━━ Task inputs ━━
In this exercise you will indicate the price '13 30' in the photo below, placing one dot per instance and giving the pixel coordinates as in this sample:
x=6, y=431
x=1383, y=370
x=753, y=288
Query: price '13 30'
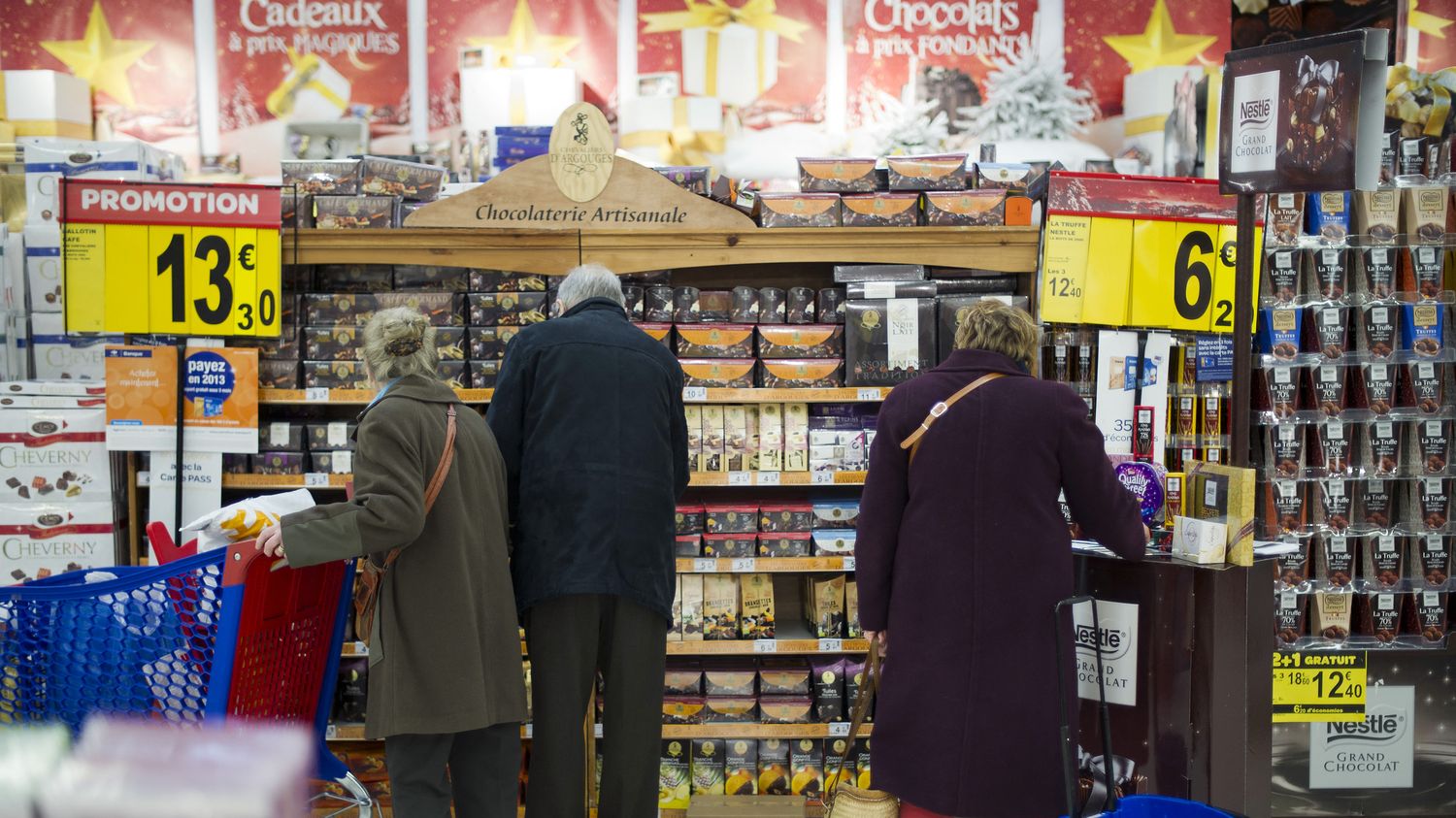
x=172, y=279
━━━
- [Aim of the exercise]:
Copy the data character for character, but drop all pictures from the copy.

- [Result]:
In this exercise you will indicate the price '13 30' in the photo below, placing one dot per instance and giving the pixel coordinates as in this sample:
x=6, y=431
x=1383, y=370
x=753, y=288
Query: price '13 30'
x=172, y=279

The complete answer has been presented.